En los últimos capítulos como lectora sentí una impotencia terrible, no podía creer el olvido en el que Doña Paca, que empezaba a ser nuevamente doña Francisquita Juárez de Zapata, había incurrido. Lo mismo tengo para decir de Obdulia, que tenía en mente meras excentricidades para decorar la residencia de su madre con flores de toda clase y color mientras su amorosa criada se encontraba desaparecida hacía un par de días. La misma criada que días antes la consoló por la ausencia de su marido y procuró cocinarle una comida abundante y “digna” para invitarlo a Frasquito, haciendo magia con las monedas que le restaban. Este gesto, por su parte, le significó a Nina un mal momento con su ama ya que esta no toleraba sus faltas de puntualidad o largas ausencias.
No había incertidumbre. Desde que don Romualdo apareció en sus vidas solo gozaban de seguridad económica y digo bien; solamente de eso. Las conversaciones con Benigna habían acabado, sus complicidades, sus intercambios cotidianos, su cariño y protección incondicional, ya no se encontraban en su haber. Las alforjas llenas de duros, reales y pesetas…pero completamente vacías de principios, vínculos y verdadera felicidad. Sin lugar a dudas, las perras abundaban, como así también la pobreza de espíritu.
Benigna sintió compasión por cada una de las falencias de su ama e hijos, salió de sí misma para entregarse a las desdichas de sus pares con hambre, frío y faltos de compañía. Era capaz de abandonarse a ella misma en pos del resto, aun en los momento de mayor complicación. El personaje puede desplegar su bondad porque encuentra a lo largo del camino personas dispuestas a tenderle sus manos, como aquella mujer que le cede dos anillos prestados para que los empeñase o la Pitusa que le fiaba.

**DATOS PROPORCIONADOS:**
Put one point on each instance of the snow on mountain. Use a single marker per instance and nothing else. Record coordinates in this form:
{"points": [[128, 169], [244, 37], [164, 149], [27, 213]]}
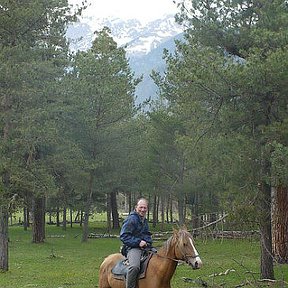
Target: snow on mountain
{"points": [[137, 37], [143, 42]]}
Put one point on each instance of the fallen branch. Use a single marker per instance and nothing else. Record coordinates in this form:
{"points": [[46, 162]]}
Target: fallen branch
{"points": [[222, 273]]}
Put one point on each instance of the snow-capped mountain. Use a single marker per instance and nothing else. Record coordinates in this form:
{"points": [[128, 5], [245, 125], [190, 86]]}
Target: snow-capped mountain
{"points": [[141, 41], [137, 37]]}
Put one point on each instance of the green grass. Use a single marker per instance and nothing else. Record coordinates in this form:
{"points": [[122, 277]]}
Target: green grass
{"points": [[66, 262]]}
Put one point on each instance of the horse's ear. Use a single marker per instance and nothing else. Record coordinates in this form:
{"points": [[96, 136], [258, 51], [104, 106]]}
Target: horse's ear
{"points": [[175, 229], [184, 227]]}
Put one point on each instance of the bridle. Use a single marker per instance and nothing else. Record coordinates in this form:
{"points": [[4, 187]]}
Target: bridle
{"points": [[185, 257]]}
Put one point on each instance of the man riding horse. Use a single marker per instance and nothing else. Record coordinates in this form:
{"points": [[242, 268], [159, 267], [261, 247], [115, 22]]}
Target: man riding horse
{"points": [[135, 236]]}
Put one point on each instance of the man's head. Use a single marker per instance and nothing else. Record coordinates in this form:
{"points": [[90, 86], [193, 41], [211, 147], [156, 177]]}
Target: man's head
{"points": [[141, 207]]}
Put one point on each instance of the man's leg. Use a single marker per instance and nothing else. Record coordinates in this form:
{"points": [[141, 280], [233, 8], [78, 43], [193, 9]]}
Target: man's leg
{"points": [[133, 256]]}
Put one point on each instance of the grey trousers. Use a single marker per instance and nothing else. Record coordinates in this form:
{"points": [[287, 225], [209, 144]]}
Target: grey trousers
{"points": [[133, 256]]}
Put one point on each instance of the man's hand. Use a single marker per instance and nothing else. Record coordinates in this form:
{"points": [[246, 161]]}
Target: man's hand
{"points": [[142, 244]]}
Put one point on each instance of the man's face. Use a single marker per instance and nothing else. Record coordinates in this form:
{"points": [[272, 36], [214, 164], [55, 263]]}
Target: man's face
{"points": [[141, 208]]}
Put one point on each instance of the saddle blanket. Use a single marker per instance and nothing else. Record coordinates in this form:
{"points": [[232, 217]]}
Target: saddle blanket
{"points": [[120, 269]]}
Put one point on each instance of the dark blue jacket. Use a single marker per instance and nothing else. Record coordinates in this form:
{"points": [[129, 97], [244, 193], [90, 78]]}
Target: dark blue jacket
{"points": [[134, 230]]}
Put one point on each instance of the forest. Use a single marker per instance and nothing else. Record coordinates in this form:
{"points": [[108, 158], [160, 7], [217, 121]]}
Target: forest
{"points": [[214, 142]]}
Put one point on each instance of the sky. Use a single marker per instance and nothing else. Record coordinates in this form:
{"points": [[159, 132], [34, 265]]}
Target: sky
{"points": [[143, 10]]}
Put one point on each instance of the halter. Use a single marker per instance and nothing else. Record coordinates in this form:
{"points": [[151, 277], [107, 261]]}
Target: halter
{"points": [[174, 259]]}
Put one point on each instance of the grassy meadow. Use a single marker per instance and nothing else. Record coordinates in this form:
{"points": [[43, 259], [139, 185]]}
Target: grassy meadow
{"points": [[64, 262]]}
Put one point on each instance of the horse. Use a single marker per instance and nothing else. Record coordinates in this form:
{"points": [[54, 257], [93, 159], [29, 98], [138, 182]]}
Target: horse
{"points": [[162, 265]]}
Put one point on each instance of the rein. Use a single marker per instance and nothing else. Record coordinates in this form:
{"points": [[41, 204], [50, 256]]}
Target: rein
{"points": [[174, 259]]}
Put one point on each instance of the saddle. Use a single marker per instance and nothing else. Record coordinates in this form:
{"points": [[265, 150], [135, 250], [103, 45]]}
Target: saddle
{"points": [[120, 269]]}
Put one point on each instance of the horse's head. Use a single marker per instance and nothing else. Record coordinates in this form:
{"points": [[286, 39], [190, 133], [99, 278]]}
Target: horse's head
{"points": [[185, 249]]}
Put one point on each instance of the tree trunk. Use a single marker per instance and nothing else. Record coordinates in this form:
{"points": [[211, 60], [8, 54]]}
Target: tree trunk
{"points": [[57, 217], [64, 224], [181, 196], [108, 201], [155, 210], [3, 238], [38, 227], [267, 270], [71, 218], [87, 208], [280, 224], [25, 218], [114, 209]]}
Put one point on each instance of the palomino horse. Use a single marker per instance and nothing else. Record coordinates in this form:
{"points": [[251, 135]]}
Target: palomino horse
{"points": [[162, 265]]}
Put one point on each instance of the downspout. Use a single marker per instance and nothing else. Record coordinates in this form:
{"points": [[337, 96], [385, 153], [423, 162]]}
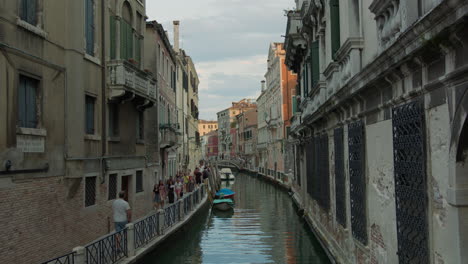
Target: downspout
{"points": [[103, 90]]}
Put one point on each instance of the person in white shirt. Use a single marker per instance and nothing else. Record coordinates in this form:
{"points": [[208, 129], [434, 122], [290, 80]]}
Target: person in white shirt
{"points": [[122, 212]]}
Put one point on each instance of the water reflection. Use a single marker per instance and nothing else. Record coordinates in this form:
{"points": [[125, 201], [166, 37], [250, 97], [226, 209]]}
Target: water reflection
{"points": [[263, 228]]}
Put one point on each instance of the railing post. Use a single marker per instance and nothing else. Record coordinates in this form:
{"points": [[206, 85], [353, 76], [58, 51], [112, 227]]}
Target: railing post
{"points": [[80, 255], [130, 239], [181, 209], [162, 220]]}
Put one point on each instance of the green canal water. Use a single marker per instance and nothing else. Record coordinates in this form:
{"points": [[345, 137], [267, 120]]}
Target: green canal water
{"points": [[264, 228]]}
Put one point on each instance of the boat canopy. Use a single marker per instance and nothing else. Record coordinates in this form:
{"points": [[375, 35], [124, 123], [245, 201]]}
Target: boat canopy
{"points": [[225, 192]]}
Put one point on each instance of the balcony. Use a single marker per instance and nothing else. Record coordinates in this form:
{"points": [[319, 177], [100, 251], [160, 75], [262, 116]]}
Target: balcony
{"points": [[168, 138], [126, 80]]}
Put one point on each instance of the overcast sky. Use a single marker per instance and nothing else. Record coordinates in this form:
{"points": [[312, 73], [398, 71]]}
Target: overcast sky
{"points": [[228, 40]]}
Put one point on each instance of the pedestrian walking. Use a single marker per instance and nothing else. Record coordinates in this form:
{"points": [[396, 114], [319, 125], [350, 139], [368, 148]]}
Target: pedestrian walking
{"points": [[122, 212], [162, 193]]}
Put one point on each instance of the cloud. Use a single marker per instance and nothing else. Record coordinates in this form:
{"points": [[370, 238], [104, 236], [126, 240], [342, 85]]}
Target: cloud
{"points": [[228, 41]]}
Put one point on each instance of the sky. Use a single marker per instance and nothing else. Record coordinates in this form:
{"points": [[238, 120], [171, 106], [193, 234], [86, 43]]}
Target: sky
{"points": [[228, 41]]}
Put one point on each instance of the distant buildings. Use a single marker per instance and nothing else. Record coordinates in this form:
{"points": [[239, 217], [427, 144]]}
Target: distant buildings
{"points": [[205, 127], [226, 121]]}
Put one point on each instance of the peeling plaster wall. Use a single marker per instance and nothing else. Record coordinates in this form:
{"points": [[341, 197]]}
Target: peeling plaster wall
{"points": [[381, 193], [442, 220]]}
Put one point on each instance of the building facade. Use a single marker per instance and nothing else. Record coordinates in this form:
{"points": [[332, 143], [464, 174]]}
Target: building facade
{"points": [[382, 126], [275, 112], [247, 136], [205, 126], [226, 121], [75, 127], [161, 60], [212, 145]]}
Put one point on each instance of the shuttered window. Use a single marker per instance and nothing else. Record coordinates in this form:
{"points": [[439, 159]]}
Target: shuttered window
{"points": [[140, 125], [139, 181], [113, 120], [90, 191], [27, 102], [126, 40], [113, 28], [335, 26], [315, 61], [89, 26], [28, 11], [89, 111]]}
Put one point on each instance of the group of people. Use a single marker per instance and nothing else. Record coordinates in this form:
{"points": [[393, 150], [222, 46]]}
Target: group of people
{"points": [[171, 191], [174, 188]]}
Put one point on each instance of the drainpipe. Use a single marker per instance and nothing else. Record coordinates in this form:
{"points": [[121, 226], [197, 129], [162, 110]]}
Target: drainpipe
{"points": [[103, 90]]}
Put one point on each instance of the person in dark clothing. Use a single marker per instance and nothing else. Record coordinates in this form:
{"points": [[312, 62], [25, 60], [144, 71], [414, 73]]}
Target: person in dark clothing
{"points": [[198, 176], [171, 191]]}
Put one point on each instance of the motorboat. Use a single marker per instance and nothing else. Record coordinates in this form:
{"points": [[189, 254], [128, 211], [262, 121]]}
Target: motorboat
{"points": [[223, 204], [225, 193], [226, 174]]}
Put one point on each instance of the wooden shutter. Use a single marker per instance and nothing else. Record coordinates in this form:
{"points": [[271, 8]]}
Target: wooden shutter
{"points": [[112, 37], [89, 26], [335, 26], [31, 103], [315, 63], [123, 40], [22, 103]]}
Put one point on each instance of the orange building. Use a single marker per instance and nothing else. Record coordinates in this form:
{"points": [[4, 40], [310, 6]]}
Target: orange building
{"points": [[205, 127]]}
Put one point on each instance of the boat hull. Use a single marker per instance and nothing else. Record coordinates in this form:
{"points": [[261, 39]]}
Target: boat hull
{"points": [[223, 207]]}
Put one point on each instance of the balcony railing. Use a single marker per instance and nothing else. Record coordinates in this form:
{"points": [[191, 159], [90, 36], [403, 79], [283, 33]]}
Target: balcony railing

**CONSIGNA:** Enumera todo aquello de lo que, según el fragmento, estaban completamente vacías las alforjas.

**RESPUESTA:** Principios, vínculos y verdadera felicidad.